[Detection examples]
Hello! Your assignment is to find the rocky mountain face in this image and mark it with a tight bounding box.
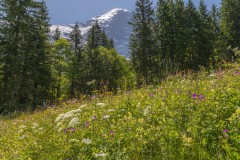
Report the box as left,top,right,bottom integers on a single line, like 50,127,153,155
51,8,132,58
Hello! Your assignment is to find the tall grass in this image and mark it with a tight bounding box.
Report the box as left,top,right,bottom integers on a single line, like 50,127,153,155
0,65,240,160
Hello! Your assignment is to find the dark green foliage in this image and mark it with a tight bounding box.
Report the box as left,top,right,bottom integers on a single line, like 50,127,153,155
53,27,61,41
130,0,158,85
0,0,51,111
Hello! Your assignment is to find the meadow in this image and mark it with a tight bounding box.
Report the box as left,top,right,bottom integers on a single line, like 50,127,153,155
0,64,240,160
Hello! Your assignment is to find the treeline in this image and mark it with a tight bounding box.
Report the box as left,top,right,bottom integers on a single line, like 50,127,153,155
0,0,135,113
130,0,240,85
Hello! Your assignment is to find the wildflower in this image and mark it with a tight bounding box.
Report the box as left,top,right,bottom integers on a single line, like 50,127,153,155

INSTRUCTION:
Copy every row above word for word, leaving out the pictures.

REPLY TO THE TASK:
Hello! Your assignment is to find the rocky mountain face in this image and mark it with a tight bounding box.
Report the box as left,top,right,bottom integers on a single line, like 50,127,153,155
51,8,132,58
Hello! Your assignment is to find the tall grass in this image and mark it with a tight bounding box.
Report the box as left,top,right,bottom integers on a single line, like 50,127,153,155
0,65,240,160
Hello! Your assignment is to find the dark green foliage in this image and mark it with a tight bounding box.
Report the box as left,top,right,bottom integers on a single line, like 50,127,153,155
53,27,61,41
130,0,158,85
0,0,51,111
Hello! Your assignment is to find the meadow in this image and mark it with a tight bounding box.
Report the box as left,top,right,bottom integers on a single line, like 50,127,153,155
0,64,240,160
Hello! Your assignment is to find the treeline in this image and mark it with a tight bounding box.
Report the box as left,top,right,bottom integers on a single line, like 50,127,153,155
0,0,135,113
130,0,240,85
Hello! Your assignment is to find the wildflower in this image and mark it with a tight bounding box.
Report the box as left,top,right,bottom integers on a single line, like 50,127,153,155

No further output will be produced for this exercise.